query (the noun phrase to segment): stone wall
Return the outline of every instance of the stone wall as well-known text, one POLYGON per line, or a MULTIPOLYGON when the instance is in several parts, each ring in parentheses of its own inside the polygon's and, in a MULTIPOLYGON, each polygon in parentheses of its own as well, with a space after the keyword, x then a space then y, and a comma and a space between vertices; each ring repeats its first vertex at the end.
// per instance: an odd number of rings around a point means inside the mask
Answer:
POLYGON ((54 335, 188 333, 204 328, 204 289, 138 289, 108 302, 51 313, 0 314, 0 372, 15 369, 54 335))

......

Copy the data above line for line, without changing anything.

query (the noun phrase to segment): stone wall
Return the outline of every instance of the stone wall as well-known text, one POLYGON per line, or a MULTIPOLYGON when the instance is in several parts, each ring in parentheses of its own inside the polygon's and, in a MULTIPOLYGON, each polygon in parentheses of its own as well, with a space after the keyword, x then a space then y, and a comma and a space between vertices; each ring repeats its first vertex at the end.
// per instance: an odd number of rings around a point means inside the mask
Answer:
POLYGON ((54 335, 188 333, 204 328, 204 289, 138 289, 108 302, 51 313, 0 314, 0 372, 15 369, 54 335))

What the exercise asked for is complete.